In the records below, give every line from the one containing "of the undergrowth" through the end of the records as a numbered list, omitting blank lines and leaving out the pictures.

--- RECORD SET ---

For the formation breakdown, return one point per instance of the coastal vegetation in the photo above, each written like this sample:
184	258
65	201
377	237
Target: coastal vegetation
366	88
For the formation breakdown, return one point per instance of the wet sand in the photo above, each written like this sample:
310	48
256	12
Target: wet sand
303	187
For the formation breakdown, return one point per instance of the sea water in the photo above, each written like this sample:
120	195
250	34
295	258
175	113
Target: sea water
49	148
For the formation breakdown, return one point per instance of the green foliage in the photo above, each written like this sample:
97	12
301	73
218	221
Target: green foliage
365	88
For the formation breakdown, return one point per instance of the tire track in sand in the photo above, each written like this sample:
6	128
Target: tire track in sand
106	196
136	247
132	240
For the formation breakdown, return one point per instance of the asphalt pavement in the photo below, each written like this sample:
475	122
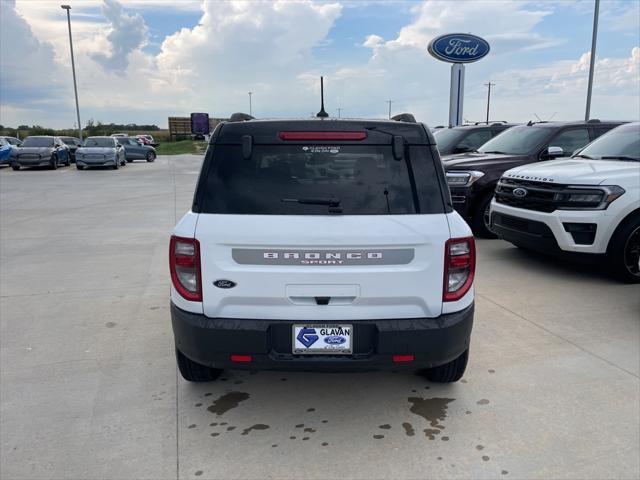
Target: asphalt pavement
89	388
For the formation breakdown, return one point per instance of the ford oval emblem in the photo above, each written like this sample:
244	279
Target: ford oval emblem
224	284
458	48
334	340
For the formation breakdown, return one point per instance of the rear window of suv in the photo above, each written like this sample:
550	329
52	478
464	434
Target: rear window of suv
319	180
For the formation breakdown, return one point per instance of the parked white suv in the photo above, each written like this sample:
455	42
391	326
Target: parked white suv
322	245
586	207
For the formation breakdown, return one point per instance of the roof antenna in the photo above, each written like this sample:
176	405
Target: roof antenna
322	113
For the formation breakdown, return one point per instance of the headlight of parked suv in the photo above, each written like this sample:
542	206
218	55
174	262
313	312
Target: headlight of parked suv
463	179
585	198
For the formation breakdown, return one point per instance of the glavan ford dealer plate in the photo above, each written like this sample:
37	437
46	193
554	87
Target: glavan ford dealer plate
322	339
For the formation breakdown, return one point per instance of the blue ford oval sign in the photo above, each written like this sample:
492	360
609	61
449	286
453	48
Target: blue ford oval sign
458	48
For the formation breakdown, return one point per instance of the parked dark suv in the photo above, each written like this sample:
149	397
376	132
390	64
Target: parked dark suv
473	176
467	138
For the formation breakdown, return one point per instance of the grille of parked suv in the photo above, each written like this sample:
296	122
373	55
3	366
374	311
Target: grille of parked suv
539	196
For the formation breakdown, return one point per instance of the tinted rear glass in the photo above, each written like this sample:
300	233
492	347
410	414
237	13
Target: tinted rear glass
364	179
38	142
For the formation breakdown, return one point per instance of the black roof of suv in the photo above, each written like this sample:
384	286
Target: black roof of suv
467	138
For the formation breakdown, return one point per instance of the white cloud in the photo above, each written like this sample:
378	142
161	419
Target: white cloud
126	34
268	48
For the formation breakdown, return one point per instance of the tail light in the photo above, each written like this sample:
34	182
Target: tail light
459	267
184	261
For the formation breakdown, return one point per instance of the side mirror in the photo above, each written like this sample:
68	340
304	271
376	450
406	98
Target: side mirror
554	152
461	149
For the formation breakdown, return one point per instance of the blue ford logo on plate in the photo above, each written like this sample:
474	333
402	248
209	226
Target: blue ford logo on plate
458	48
224	283
334	340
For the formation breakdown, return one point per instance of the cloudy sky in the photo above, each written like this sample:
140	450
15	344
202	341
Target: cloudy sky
139	61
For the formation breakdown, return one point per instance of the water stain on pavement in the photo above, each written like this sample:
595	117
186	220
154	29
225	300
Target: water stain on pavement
227	402
433	410
257	426
408	429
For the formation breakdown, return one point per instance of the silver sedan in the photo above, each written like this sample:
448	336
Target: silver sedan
100	152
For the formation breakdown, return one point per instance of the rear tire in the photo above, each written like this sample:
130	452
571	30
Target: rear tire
480	221
624	251
449	372
195	372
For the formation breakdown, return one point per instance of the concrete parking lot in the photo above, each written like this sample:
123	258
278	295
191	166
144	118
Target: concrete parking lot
89	388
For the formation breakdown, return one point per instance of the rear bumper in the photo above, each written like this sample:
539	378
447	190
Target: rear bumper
432	341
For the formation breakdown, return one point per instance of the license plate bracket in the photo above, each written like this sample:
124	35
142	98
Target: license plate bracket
322	339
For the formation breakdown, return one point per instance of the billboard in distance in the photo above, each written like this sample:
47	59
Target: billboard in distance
200	123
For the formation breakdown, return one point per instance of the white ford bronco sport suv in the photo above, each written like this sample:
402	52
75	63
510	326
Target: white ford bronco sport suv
322	244
586	207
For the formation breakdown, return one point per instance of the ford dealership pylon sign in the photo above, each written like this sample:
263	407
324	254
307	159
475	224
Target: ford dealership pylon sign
458	48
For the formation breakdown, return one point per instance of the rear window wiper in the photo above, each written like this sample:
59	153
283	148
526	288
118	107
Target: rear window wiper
620	157
331	202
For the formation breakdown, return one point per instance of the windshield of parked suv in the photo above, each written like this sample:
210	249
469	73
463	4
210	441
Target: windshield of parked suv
446	138
623	143
312	180
522	140
38	142
99	142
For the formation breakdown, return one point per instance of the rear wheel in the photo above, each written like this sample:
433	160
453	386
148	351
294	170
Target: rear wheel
449	372
481	219
624	251
195	372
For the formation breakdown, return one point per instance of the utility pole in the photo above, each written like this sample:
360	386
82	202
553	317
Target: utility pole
592	61
73	68
488	98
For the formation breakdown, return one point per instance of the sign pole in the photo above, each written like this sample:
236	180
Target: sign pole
456	94
592	61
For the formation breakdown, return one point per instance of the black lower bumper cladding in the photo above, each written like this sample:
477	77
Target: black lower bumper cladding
212	341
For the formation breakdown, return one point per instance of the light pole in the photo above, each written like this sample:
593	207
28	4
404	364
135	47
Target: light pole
592	61
73	68
489	85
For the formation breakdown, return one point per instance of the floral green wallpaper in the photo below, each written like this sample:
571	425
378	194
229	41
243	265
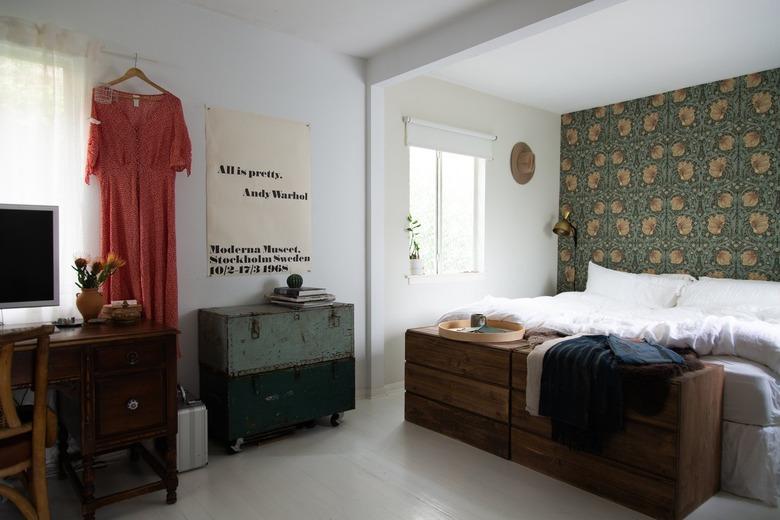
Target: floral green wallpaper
680	182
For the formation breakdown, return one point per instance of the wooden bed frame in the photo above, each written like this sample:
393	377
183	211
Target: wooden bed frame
664	465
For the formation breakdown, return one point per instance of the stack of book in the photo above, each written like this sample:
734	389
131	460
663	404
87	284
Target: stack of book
301	297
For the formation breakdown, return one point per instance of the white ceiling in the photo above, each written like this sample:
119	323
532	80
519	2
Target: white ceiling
630	50
356	27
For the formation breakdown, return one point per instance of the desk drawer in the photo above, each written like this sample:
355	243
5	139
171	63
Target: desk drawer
136	355
129	403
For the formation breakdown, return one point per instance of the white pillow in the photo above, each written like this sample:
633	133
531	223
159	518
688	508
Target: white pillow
648	290
725	292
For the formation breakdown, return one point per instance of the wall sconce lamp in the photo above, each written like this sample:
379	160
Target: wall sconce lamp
565	228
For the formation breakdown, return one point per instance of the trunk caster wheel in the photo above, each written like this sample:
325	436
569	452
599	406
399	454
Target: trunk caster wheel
236	446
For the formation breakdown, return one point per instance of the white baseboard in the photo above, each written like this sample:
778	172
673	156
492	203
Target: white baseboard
373	393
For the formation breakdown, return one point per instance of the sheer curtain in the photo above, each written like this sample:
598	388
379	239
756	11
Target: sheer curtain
45	79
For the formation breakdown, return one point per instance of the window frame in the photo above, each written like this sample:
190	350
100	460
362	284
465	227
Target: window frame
480	165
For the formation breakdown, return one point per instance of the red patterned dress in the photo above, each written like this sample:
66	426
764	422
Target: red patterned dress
136	146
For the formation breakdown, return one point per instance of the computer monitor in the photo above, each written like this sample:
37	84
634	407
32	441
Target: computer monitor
29	256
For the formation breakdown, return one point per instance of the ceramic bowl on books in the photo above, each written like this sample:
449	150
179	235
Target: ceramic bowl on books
496	331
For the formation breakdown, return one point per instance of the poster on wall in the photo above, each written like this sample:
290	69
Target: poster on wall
258	205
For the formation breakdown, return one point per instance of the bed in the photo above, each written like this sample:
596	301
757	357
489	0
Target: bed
735	324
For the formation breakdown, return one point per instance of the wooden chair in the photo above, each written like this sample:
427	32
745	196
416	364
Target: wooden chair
23	444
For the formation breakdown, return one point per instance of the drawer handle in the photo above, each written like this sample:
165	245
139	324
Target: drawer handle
132	358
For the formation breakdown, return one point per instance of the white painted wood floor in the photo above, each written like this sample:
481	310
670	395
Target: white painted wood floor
374	466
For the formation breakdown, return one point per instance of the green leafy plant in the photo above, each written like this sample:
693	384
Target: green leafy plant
412	227
94	275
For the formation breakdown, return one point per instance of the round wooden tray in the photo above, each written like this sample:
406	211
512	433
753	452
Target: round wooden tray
516	333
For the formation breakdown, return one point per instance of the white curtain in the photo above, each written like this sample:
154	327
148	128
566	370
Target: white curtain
45	80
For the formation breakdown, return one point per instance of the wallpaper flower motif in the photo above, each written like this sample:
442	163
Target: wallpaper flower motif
684	181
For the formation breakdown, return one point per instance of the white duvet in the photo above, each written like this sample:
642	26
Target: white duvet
749	332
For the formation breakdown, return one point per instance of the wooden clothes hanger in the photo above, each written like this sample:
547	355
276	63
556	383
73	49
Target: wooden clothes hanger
135	72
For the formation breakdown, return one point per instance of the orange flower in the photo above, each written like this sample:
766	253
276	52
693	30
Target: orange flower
571	136
750	199
624	127
651	122
592	227
684	225
715	224
685	170
623	226
594	132
687	115
759	162
649	174
762	102
751	139
649	225
593	180
723	257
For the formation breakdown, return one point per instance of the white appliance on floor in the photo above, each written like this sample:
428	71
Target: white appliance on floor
192	447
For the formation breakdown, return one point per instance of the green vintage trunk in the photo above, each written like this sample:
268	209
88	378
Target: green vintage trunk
258	338
245	406
265	368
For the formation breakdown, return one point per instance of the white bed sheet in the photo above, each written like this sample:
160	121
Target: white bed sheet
750	333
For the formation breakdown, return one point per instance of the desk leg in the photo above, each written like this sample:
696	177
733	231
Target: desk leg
88	491
171	474
62	443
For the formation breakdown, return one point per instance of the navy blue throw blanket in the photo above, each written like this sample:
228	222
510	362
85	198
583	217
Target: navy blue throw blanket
581	388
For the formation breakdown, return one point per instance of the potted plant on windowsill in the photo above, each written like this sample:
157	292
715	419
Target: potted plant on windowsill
415	262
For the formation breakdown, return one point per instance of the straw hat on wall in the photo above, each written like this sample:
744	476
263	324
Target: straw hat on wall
522	163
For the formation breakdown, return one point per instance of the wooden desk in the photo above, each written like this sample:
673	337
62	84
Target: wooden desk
116	387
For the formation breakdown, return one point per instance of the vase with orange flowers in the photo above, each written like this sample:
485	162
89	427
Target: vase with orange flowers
90	277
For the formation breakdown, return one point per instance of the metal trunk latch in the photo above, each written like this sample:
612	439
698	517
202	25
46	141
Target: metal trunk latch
334	321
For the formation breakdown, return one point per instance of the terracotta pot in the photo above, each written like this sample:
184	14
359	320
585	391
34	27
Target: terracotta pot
89	303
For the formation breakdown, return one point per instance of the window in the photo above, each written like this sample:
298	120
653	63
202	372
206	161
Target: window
447	195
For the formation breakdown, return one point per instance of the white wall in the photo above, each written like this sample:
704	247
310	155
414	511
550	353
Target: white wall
206	58
520	248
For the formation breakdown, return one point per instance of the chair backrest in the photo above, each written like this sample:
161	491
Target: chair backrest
9	419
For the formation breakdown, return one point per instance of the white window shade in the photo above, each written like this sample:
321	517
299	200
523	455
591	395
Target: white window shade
426	134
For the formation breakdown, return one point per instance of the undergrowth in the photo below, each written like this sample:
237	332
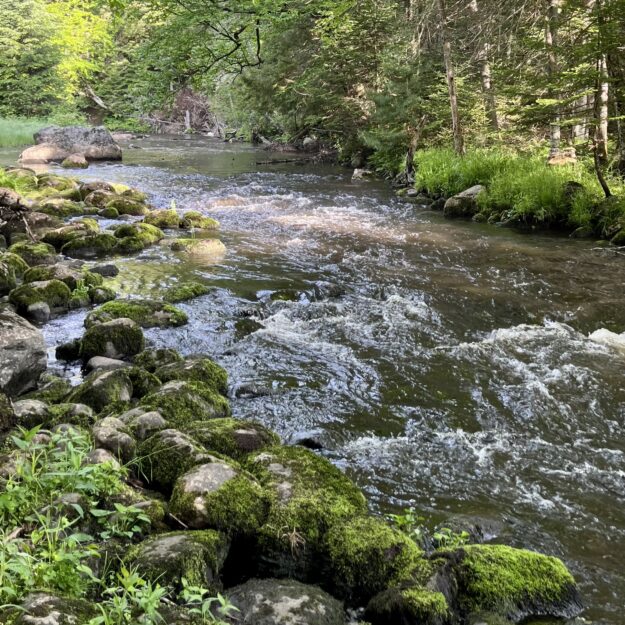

---

_COMPLETE RESPONSE_.
1. For the formation breakdown, return one point per instance of the undergrowth in the photo below, each written like this sample:
2. 237	332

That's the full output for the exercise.